=== DIRECTIONS ===
After locating the line that contains "Exercise. Point out the dark", quote it and all lines after it through the end of the entries, and nothing more. Pictures stay out.

=== Dataset entries ===
==============================

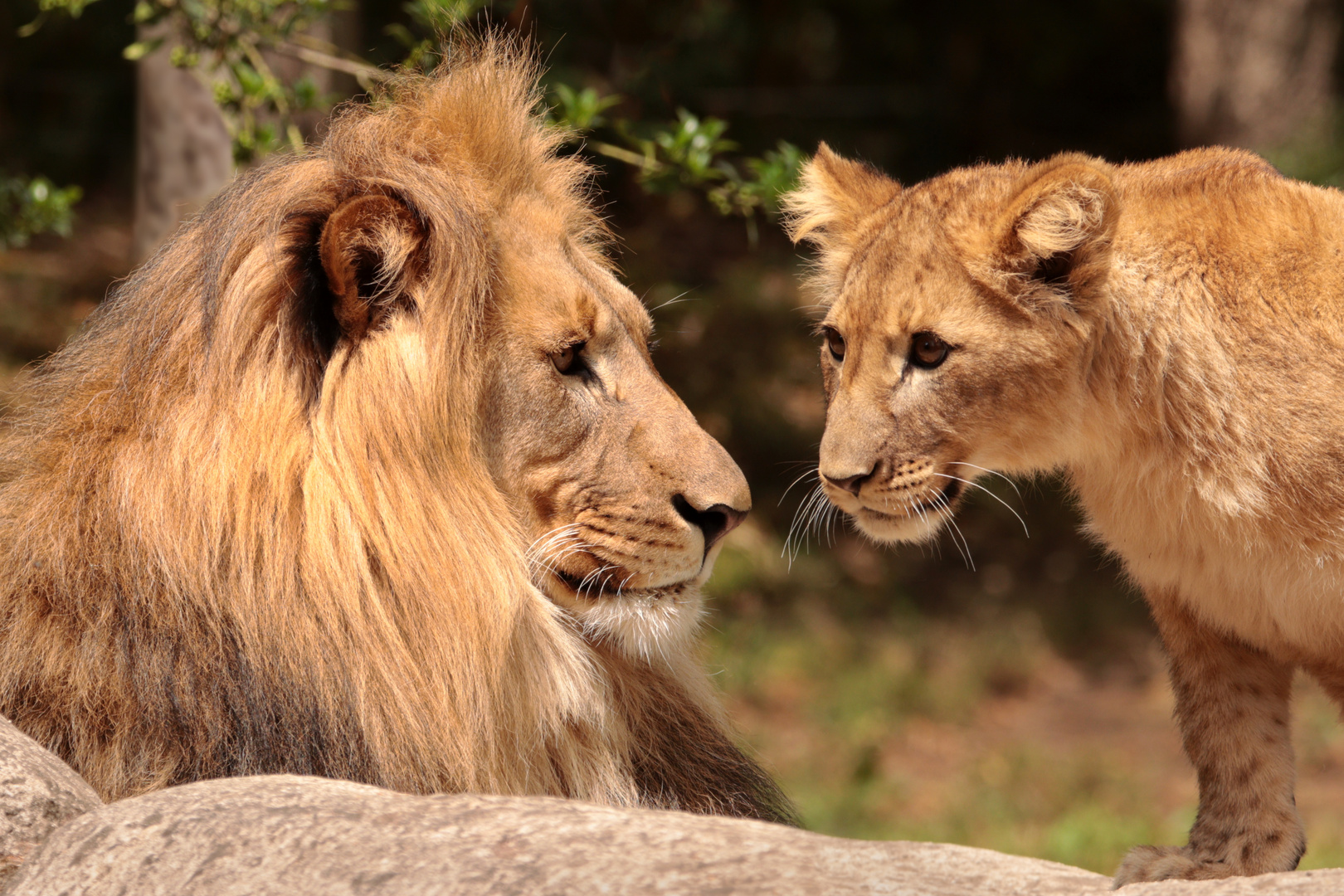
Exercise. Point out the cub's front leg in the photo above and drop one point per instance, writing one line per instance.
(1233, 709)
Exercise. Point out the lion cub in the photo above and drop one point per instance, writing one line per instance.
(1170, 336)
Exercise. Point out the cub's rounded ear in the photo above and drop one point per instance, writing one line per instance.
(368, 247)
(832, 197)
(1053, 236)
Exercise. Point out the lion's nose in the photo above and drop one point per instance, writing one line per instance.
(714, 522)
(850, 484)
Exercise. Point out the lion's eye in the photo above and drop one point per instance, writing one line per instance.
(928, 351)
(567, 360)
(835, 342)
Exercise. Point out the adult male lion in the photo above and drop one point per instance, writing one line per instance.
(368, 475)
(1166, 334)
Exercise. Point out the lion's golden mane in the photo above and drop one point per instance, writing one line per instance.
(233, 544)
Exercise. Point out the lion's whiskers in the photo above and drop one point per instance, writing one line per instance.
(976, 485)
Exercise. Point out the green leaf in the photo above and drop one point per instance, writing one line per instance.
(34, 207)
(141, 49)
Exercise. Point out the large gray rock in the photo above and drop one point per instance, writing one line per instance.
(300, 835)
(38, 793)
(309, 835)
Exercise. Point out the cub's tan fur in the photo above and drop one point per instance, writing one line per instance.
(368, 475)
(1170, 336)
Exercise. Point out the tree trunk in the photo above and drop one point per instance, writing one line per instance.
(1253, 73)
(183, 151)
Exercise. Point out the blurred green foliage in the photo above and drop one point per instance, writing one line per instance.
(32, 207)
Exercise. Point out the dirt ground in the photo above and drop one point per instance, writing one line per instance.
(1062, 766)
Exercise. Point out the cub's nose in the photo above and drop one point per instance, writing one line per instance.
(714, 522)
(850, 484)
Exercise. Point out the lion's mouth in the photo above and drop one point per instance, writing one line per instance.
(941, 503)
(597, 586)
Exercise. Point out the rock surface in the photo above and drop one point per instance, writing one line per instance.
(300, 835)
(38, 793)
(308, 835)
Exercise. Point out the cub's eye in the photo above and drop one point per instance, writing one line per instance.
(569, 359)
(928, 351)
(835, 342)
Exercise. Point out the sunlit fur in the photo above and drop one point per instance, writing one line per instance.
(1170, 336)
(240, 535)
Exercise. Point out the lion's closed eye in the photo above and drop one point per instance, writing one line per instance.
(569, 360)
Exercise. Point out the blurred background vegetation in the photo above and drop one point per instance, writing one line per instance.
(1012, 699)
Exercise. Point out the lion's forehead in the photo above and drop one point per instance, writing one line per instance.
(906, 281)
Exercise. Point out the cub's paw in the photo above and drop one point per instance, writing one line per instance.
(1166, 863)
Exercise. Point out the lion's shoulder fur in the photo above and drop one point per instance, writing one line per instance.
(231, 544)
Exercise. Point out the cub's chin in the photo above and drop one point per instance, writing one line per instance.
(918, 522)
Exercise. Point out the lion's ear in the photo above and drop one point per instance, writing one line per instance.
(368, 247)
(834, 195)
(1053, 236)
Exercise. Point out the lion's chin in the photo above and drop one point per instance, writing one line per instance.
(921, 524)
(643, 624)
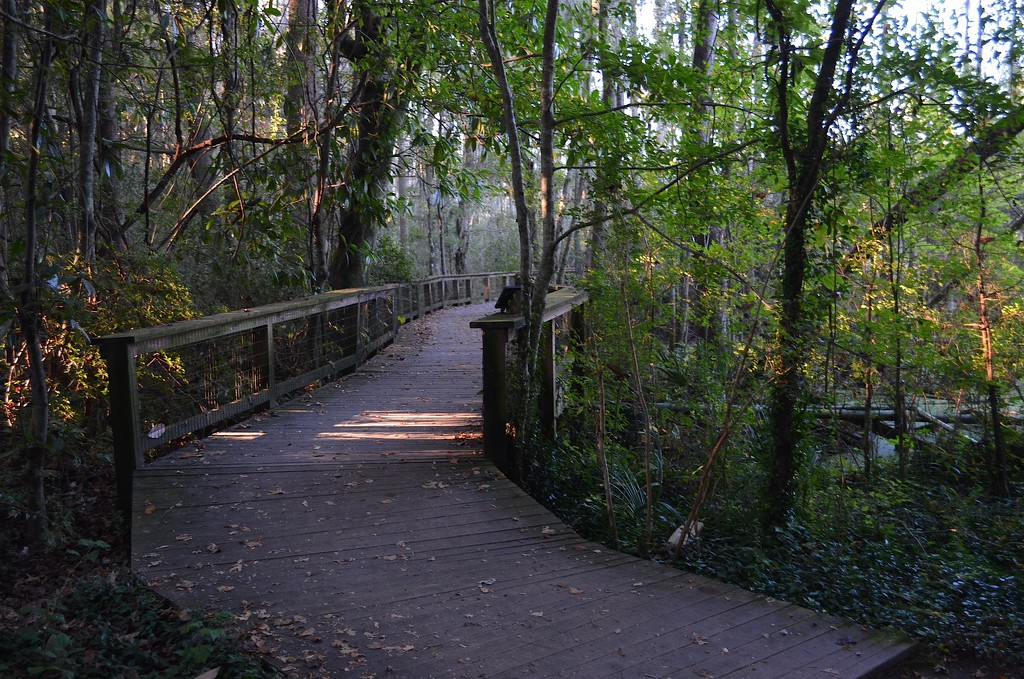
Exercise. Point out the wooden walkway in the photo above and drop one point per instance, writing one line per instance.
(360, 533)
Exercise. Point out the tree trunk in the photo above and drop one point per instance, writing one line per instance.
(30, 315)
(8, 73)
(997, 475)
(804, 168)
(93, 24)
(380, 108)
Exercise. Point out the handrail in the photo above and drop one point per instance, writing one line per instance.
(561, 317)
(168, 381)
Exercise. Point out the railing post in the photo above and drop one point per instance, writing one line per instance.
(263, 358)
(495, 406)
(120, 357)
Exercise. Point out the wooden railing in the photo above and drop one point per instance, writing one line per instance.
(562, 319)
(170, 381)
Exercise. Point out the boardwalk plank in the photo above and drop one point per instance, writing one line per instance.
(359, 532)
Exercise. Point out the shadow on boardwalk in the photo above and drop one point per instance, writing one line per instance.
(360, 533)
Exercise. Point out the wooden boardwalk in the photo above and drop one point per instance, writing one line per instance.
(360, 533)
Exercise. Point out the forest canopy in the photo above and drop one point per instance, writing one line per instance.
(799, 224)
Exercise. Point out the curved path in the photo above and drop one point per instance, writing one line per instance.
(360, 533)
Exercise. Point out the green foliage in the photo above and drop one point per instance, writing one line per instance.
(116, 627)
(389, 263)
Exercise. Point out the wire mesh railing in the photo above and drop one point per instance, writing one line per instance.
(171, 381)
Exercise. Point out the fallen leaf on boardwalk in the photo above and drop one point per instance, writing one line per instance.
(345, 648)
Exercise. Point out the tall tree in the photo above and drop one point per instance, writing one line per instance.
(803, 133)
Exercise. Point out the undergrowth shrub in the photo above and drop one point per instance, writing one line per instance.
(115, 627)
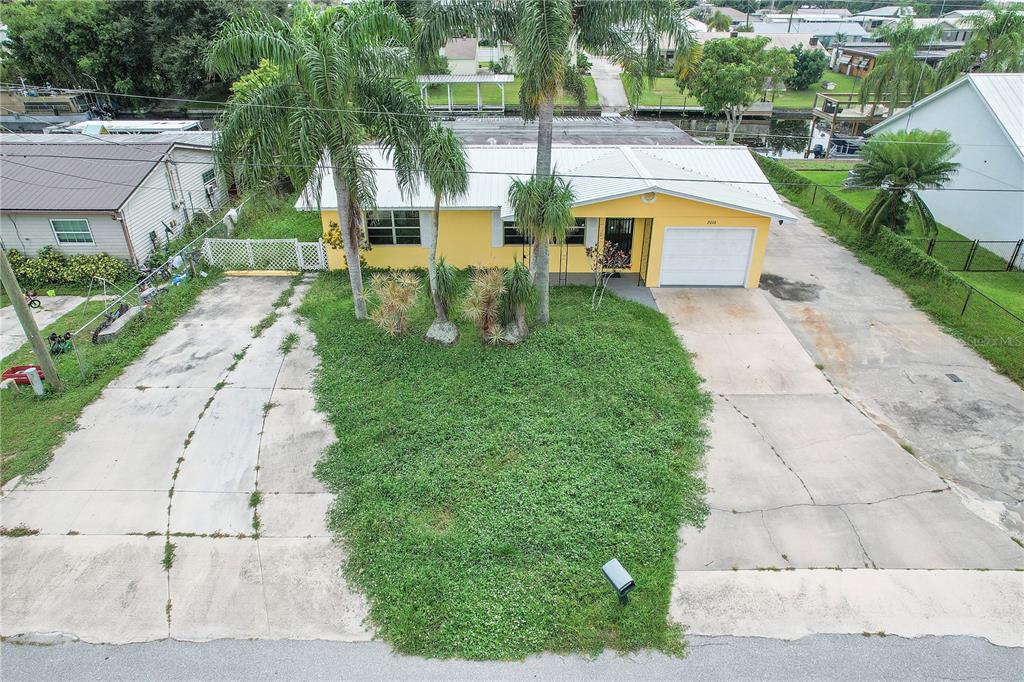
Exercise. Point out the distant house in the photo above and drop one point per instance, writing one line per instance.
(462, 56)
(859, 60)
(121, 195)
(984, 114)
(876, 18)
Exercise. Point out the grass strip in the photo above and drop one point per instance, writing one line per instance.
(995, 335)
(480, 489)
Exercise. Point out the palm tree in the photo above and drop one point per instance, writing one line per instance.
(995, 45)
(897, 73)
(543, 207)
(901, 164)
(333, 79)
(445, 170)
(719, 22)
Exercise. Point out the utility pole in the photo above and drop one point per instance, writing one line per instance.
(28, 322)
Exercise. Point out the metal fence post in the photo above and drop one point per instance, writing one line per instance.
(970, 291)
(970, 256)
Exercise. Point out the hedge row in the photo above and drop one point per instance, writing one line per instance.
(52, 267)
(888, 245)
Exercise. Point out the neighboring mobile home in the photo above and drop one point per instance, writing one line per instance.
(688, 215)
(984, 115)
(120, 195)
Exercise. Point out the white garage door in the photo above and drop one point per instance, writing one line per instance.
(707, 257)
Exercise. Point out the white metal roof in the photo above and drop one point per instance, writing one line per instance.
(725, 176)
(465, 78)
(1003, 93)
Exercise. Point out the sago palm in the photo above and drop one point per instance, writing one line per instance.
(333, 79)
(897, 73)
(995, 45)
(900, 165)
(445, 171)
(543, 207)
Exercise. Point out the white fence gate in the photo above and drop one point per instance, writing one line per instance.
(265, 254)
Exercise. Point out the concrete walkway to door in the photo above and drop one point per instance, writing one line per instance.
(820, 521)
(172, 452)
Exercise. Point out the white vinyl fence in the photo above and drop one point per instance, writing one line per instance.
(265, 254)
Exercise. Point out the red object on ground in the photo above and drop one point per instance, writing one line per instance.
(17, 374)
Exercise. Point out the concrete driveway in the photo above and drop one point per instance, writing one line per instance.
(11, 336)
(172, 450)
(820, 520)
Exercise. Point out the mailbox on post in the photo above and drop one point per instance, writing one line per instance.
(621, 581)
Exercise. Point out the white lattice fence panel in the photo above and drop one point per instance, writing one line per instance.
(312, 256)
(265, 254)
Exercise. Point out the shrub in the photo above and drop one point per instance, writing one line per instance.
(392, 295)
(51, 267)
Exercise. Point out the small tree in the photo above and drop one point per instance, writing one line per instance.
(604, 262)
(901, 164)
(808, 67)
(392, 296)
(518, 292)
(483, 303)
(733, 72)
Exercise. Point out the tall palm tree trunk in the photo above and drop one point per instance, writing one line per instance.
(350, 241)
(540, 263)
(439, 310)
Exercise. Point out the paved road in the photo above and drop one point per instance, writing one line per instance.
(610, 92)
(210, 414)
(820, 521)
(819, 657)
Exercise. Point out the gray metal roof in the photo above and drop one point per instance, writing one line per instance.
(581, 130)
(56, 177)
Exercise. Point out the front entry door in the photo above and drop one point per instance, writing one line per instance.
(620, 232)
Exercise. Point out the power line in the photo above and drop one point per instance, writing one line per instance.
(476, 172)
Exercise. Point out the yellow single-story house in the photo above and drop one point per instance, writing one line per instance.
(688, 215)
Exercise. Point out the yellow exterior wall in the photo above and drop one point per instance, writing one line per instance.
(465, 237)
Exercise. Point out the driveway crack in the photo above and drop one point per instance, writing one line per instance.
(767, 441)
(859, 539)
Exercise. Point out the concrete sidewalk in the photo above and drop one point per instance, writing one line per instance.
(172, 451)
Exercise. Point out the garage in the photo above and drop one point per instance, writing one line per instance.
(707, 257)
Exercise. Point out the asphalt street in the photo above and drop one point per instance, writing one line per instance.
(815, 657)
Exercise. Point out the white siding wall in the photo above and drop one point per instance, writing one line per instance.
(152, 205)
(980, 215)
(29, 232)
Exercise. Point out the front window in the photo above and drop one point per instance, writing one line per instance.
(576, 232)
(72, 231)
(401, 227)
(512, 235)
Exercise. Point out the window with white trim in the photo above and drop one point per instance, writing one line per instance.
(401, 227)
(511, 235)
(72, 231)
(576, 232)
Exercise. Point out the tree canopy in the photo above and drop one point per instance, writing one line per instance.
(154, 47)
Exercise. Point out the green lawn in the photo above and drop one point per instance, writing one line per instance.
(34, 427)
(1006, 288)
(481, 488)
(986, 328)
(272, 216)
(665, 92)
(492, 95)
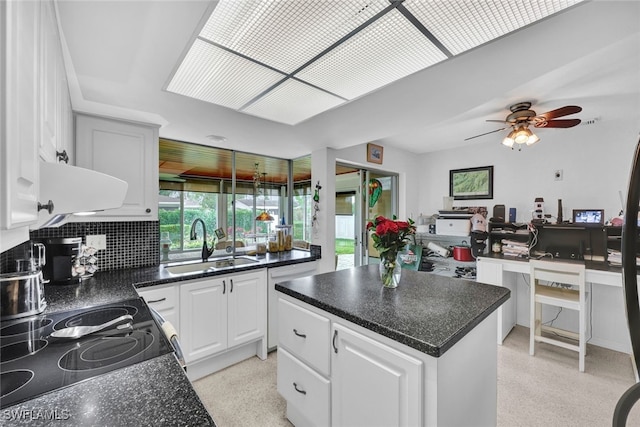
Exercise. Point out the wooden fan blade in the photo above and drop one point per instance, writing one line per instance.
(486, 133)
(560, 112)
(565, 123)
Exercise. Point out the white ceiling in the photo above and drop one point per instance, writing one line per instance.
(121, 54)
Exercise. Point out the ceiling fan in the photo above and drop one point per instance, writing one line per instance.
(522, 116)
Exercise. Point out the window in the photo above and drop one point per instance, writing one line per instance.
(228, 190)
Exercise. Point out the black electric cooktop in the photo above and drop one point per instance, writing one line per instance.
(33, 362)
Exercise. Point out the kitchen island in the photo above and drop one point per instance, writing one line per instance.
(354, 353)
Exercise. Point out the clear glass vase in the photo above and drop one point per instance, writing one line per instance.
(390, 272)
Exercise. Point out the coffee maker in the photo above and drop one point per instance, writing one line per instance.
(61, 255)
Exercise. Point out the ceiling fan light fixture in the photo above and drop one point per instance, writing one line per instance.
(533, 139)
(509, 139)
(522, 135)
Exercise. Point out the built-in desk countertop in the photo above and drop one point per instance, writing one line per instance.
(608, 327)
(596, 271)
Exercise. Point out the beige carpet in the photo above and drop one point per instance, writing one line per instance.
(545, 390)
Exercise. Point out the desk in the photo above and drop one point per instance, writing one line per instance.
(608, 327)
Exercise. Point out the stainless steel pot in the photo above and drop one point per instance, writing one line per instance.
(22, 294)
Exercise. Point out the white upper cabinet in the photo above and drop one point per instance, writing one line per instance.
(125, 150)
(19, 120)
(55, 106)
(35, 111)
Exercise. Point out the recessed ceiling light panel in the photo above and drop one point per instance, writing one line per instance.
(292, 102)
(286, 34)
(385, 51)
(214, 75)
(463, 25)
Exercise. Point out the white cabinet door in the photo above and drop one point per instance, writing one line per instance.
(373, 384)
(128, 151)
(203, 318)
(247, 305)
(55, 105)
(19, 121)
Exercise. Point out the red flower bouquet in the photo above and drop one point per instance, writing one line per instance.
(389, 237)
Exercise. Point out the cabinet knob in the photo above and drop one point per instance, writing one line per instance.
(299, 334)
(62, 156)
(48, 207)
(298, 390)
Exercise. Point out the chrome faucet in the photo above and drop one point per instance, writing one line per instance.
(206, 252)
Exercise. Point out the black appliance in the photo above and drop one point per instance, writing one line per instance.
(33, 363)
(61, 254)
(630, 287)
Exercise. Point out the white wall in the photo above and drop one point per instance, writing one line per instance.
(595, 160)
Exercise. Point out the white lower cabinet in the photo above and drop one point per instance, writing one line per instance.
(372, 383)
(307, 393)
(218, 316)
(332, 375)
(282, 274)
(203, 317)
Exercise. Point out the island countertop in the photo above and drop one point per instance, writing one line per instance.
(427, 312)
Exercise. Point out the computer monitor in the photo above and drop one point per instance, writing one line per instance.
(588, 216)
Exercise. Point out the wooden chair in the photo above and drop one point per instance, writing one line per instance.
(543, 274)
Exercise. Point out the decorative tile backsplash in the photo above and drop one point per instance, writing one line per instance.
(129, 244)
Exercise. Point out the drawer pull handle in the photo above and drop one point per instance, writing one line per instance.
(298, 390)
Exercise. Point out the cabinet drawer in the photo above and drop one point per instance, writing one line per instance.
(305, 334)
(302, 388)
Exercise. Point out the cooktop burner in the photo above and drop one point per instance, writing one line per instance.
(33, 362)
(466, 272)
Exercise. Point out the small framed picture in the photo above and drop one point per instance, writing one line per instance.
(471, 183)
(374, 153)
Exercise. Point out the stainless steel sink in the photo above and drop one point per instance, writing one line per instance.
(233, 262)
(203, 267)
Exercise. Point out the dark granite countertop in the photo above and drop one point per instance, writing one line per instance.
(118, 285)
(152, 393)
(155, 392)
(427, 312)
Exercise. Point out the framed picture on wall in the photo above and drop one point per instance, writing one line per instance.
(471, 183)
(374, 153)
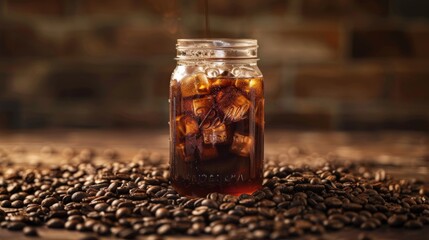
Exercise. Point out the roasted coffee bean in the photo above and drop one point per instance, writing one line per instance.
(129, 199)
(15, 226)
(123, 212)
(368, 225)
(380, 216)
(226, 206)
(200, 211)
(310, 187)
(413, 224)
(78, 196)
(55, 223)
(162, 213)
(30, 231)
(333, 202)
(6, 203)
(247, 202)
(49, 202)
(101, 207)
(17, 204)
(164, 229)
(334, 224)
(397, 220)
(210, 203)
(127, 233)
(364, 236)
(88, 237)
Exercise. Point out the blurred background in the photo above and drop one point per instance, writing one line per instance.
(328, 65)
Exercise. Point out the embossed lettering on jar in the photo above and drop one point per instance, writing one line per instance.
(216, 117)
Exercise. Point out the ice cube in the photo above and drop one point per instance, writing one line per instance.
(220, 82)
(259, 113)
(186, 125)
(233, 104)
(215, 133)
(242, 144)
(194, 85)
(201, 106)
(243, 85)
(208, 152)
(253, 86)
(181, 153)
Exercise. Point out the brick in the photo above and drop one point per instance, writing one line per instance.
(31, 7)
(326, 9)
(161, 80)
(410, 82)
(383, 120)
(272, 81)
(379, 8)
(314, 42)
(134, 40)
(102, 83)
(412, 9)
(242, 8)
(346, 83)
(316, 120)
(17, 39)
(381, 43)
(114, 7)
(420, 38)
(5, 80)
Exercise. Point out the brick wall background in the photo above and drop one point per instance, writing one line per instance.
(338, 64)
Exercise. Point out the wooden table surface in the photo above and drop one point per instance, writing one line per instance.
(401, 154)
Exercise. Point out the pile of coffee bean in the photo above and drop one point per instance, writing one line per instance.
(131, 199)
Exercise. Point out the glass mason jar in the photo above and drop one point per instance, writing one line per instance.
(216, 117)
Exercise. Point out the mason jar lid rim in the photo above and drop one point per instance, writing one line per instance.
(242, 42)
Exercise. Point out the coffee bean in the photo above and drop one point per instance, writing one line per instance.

==============================

=== COMPLETE RESPONSE ===
Exercise. Point out the dark granite countertop in the photo above and drop one point per instance, writing one line per instance.
(118, 285)
(152, 393)
(155, 392)
(427, 312)
Exercise. Point out the framed picture on wall in the photo above and drop one point per instance, writing one line per instance.
(471, 183)
(374, 153)
Exercise. Point out the roasted coffee bean in the photo above and drop one point per instance, writing one line per instance.
(129, 199)
(15, 226)
(123, 212)
(368, 225)
(380, 216)
(226, 206)
(200, 211)
(310, 187)
(413, 224)
(78, 196)
(55, 223)
(162, 213)
(30, 231)
(333, 202)
(6, 203)
(247, 202)
(49, 202)
(101, 207)
(17, 204)
(164, 229)
(334, 224)
(397, 220)
(210, 203)
(127, 233)
(364, 236)
(88, 237)
Exercise. Point out the blurred background in the photo above and drop one point per instance, writing one line per instance.
(328, 65)
Exercise. Point out the embossed lettering on jar in the photo above and drop one point per instance, writing one line per instance.
(216, 117)
Exercise. Point out the ice cube in the photo above and drop one point per instance, writing one line per instance.
(220, 82)
(259, 113)
(186, 125)
(233, 104)
(215, 133)
(242, 144)
(194, 85)
(201, 106)
(243, 85)
(208, 152)
(253, 86)
(181, 153)
Exercise. Point out the brick in the photo above and drop one point per instance, writing one line per instance.
(31, 7)
(326, 9)
(161, 80)
(410, 82)
(383, 120)
(272, 81)
(379, 8)
(314, 42)
(134, 40)
(102, 83)
(412, 9)
(242, 8)
(346, 83)
(316, 120)
(17, 39)
(381, 43)
(114, 7)
(420, 38)
(5, 80)
Exercise. Point out the brick wall background in the photo above and drop one point per instance, writing one line per instance.
(338, 64)
Exercise. Point out the wooden table surface in the photo above and drop one point per instance, writing one line per instance.
(401, 154)
Exercise. Point out the pile of coffee bean in the photo above and drop one point per instance, writing one line per instance.
(131, 199)
Exercise. Point out the glass mason jar in the photo above and drop one point per instance, writing one line per instance.
(216, 117)
Exercise. Point out the mason jar lid rim in the photo above and drop one point per instance, writing one line per instance.
(242, 42)
Exercise. Point out the coffee bean in the photo above and drop one point per instance, writing one line per instance.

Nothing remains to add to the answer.